** Übungsaufgaben **
a) Um wie viele Hektar nimmt die Waldfläche Österreichs laut dem Textauszug zur Waldfläche Österreichs nunmehr jährlich zu?
b) Bitte schreib aus dem Textauszug zur Waldfläche Österreichs wortgetreu ab, was mit „Vor allem Grünland“ beginnt und bis einschließlich „auch weiterhin Wald.“ reicht.

** Textauszug **
+ + + +

Dieser Trend zu mehr Wald in Österreich hat sich auch im Zuge der aktuellen ÖWI-Zwischenauswertung 2016/18 fortgesetzt: Der Wald hat sich seit der ÖWI 2007/09 um knapp 31.000 ha vergrößert, dieser Wert entsteht aus der Differenz der Waldflächenzugänge von 76.000 ha und den Abgängen von 45.000 ha. Bezogen auf den Beobachtungszeitraum von neun Jahren, nimmt die Waldfläche jährlich um rund 3.400 ha zu. Damit verlangsamt sich die Waldflächenzunahme von 7.700 ha (ÖWI 1992/96) über 5.100 ha (ÖWI 2000/02) und 4.300 ha (ÖWI 2007/09) auf nunmehr 3.400 ha pro Jahr. Umgelegt bedeutet dies: Österreichs Waldfläche wächst jährlich im Ausmaß der Stadtgemeinde Enns. Oder ein weiterer, seit über 20 Jahren zitierter, traditioneller Vergleich: Die Waldfläche Österreichs wächst um 4.762 Fußballfelder pro Jahr.
Vor allem Grünland wird zu Wald
Die laufende Waldflächenveränderung ist ein sehr komplexer, dynamischer Prozess, der nicht allein auf aktive menschliche Eingriffe – wie Neuaufforstungen oder Rodungen – zurückzuführen ist. Vor allem in Bereichen, wo Grünland nicht mehr bewirtschaftet wird, oder auf landwirtschaftlichen Grenzertragsstandorten kann sich der Wald bei Fehlen anderer Landnutzungsformen neuen Lebensraum erschließen.
Entlang der Waldränder, der natürlichen Sukzession folgend, und im Schutze des sich ausbreitenden Kronendaches siedeln sich Strauch- und Baumverjüngung an. Kann sich ausreichend vitale Naturverjüngung entwickeln, die sich auch nach dem Verlust des schützenden Kronendaches der alten Randbäume als überlebensfähig erweist, bleiben diese ehemaligen Grünlandflächen auch weiterhin Wald.
Rund die Hälfte der 76.000 ha neuer Waldfläche stockt auf ehemaligen Weiden, Almen und Mähwiesen, ein weiteres Drittel auf Felsen, Rutschflächen, Zwergstrauchheiden, Röhricht und dergleichen. Weitere 10 % entstammen Äckern, Brachen und Obstgärten. Umgekehrt entfällt aber auch fast die Hälfte des Waldflächenabganges von 45.000 ha auf gegenwärtig (wieder) landwirtschaftlich genutzte Flächen wie Weiden, Almen und Mähwiesen sowie ein Viertel auf exponierte Naturflächen und Extremstandorte. Rund ein Sechstel dieser ehemaligen Waldflächen wird nunmehr als Verkehrsflächen oder für Bergbau, Industrie und Gewerbe genutzt.
Abbildung 2: In allen Seehöhestufen finden etwa gleich viele Waldflächenzugänge statt. Die Abgänge sind jedoch recht verschieden. Daher ist die Zunahme insgesamt oberhalb von 1800 m am stärksten.

+ + + +

** Dateneinträge **
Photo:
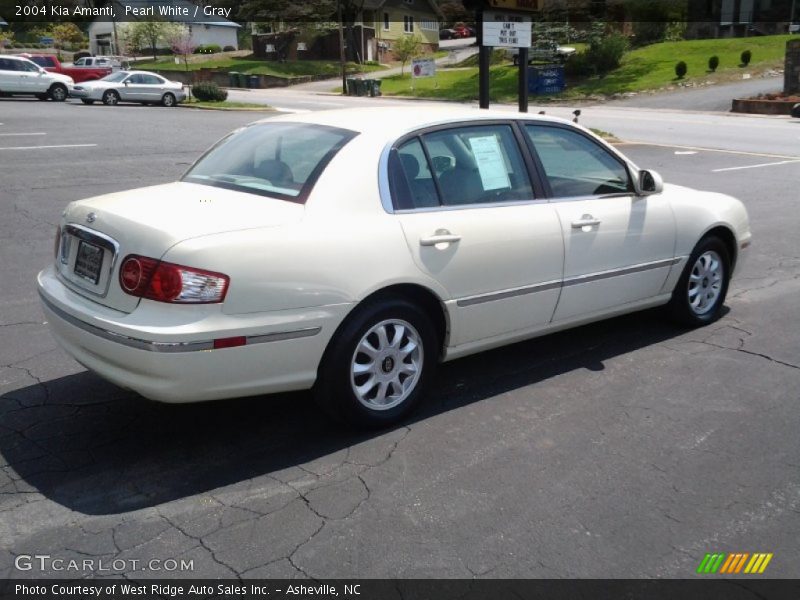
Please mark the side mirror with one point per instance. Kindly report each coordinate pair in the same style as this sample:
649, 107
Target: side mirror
650, 182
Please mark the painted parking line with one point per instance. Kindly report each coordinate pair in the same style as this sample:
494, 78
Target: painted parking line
47, 147
702, 149
783, 162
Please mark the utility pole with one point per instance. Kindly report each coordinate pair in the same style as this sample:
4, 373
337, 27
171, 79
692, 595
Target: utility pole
341, 47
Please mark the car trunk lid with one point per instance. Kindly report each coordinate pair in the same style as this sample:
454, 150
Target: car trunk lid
98, 233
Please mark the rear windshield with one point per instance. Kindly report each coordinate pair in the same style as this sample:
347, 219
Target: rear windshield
280, 160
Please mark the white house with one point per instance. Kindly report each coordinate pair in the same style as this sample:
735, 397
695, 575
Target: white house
204, 29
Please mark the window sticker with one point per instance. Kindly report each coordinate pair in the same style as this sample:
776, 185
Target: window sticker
490, 162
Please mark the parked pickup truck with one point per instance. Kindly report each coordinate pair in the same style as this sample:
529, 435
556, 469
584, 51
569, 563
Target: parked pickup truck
50, 62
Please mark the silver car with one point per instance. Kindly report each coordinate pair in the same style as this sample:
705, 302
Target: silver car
131, 86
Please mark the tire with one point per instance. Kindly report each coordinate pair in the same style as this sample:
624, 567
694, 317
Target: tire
700, 293
373, 389
110, 98
58, 92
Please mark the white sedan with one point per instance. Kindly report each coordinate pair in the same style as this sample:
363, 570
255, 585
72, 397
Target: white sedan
131, 86
351, 251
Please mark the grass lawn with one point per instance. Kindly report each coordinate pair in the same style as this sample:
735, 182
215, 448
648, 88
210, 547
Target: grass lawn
256, 66
651, 67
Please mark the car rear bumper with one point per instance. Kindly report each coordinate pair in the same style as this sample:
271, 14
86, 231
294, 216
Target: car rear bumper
177, 362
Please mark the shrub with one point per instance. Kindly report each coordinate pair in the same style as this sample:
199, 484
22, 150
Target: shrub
208, 91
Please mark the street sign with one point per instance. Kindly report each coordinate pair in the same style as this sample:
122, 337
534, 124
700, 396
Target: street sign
423, 67
506, 30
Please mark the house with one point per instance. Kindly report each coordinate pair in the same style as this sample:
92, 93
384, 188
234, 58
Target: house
734, 18
376, 29
204, 29
391, 20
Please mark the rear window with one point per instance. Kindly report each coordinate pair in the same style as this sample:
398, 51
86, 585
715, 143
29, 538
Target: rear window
280, 160
43, 61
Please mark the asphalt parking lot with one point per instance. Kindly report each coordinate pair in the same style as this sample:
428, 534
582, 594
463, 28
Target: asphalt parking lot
628, 448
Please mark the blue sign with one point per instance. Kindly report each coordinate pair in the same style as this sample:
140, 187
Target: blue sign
547, 79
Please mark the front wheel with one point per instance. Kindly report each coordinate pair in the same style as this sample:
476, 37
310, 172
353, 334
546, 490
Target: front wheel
698, 297
58, 92
168, 100
110, 98
377, 366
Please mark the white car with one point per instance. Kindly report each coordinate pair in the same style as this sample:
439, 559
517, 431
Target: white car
351, 251
20, 76
131, 86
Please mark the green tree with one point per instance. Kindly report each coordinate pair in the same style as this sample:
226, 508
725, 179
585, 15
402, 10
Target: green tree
406, 48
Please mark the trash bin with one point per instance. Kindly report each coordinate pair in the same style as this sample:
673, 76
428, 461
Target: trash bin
374, 86
361, 87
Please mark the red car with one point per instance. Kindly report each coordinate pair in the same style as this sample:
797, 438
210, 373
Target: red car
50, 62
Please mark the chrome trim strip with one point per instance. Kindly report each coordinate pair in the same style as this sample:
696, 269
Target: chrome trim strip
552, 285
532, 289
656, 264
170, 347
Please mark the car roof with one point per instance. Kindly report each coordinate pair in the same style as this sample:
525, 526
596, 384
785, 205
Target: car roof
394, 121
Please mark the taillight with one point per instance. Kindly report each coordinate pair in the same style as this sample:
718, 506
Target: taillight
166, 282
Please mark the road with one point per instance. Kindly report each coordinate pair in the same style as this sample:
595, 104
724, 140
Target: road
628, 448
713, 98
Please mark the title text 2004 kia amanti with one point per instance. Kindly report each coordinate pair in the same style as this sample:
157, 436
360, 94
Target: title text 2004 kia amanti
351, 251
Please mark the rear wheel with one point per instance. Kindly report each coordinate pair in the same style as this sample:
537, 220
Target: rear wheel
110, 98
58, 92
700, 293
376, 368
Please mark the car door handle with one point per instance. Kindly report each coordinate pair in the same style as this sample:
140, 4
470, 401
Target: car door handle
585, 221
442, 236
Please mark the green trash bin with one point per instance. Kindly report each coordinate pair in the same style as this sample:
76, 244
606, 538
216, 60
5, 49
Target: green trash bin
361, 87
374, 87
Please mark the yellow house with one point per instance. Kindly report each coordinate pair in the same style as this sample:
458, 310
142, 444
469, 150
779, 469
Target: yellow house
392, 19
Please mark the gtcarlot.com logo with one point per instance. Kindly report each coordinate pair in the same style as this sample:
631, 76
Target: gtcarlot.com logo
734, 563
46, 562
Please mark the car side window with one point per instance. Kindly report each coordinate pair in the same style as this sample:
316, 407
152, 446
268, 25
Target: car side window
478, 164
575, 166
419, 190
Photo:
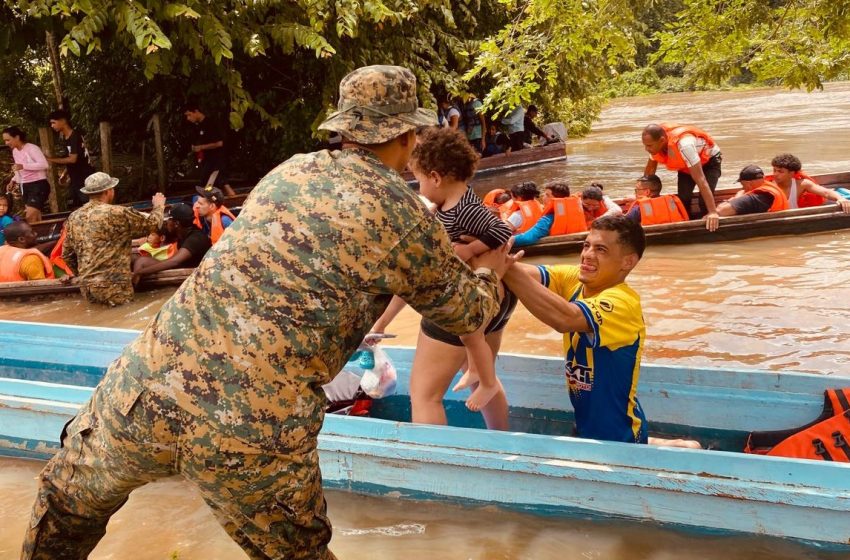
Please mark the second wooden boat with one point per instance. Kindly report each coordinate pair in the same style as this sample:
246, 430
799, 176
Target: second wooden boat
536, 468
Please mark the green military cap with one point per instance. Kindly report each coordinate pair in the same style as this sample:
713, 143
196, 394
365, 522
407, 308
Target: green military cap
377, 104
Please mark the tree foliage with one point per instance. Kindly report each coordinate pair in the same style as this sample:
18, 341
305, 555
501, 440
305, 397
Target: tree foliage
795, 43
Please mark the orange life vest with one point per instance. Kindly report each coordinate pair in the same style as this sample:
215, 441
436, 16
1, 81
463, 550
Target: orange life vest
216, 228
806, 199
673, 159
568, 215
662, 209
490, 197
10, 263
531, 212
56, 254
780, 201
825, 439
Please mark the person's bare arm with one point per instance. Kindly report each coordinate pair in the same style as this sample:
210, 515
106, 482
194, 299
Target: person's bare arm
545, 305
712, 220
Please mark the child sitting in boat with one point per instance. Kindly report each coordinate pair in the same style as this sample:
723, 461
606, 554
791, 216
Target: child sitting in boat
443, 162
155, 245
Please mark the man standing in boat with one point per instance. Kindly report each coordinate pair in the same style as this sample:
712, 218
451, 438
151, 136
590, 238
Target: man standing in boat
224, 386
98, 241
696, 158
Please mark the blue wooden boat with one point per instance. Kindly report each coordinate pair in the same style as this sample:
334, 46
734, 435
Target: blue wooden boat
47, 371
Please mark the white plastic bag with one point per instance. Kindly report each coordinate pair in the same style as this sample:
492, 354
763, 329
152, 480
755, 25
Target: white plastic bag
379, 381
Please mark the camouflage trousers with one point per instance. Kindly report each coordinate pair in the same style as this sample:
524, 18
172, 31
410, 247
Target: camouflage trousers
270, 503
108, 294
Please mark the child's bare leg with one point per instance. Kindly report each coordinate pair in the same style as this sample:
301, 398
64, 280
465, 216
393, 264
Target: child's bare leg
434, 366
495, 412
482, 361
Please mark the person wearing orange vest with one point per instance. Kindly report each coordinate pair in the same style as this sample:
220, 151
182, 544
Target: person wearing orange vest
652, 207
524, 209
19, 259
594, 205
211, 216
694, 156
802, 191
562, 214
757, 195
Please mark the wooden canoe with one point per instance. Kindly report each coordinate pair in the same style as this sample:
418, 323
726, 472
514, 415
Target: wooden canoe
11, 290
536, 468
788, 222
500, 163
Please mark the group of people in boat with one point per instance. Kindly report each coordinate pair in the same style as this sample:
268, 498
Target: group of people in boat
224, 384
696, 158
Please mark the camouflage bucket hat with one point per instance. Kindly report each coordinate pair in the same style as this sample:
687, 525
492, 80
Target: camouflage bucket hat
377, 104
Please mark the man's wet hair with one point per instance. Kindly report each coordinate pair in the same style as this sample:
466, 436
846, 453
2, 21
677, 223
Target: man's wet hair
787, 161
559, 188
60, 114
592, 193
527, 190
654, 182
629, 233
445, 151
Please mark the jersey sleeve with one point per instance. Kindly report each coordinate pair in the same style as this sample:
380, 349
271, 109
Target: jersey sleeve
615, 317
561, 279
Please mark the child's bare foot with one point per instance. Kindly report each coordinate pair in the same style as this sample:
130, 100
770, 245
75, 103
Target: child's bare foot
481, 396
468, 379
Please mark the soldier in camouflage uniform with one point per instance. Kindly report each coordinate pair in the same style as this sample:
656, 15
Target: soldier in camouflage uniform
224, 386
98, 242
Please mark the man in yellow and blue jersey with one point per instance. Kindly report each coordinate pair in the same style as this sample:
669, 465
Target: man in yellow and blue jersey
602, 322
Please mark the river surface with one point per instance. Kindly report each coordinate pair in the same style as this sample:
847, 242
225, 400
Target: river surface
776, 304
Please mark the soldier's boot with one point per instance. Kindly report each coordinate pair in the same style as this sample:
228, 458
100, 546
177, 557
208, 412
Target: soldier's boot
90, 478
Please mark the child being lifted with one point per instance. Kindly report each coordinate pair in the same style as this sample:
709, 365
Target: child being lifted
443, 161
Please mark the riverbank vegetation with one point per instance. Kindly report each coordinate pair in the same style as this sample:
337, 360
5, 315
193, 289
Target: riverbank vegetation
272, 68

+ + + +

** Lösungen je Aufgabe **
a) Um rund 3.400 ha pro Jahr.

b)
Vor allem Grünland wird zu Wald
Die laufende Waldflächenveränderung ist ein sehr komplexer, dynamischer Prozess, der nicht allein auf aktive menschliche Eingriffe – wie Neuaufforstungen oder Rodungen – zurückzuführen ist. Vor allem in Bereichen, wo Grünland nicht mehr bewirtschaftet wird, oder auf landwirtschaftlichen Grenzertragsstandorten kann sich der Wald bei Fehlen anderer Landnutzungsformen neuen Lebensraum erschließen.
Entlang der Waldränder, der natürlichen Sukzession folgend, und im Schutze des sich ausbreitenden Kronendaches siedeln sich Strauch- und Baumverjüngung an. Kann sich ausreichend vitale Naturverjüngung entwickeln, die sich auch nach dem Verlust des schützenden Kronendaches der alten Randbäume als überlebensfähig erweist, bleiben diese ehemaligen Grünlandflächen auch weiterhin Wald.